> [Problem to work on]: Without the images, reproduce each line of the material exactly.
++++ Material for this exercise
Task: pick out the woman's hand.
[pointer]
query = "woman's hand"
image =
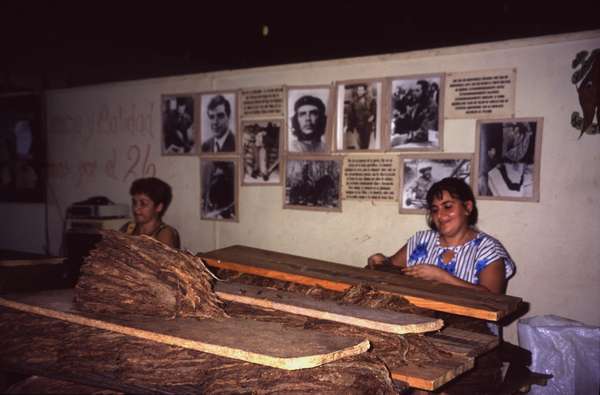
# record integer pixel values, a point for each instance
(376, 260)
(428, 272)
++++++++
> [Exercise solution]:
Task: pick out the woman's hand.
[pointer]
query = "woman's hand"
image =
# record integer pixel values, a point for each instance
(376, 260)
(428, 272)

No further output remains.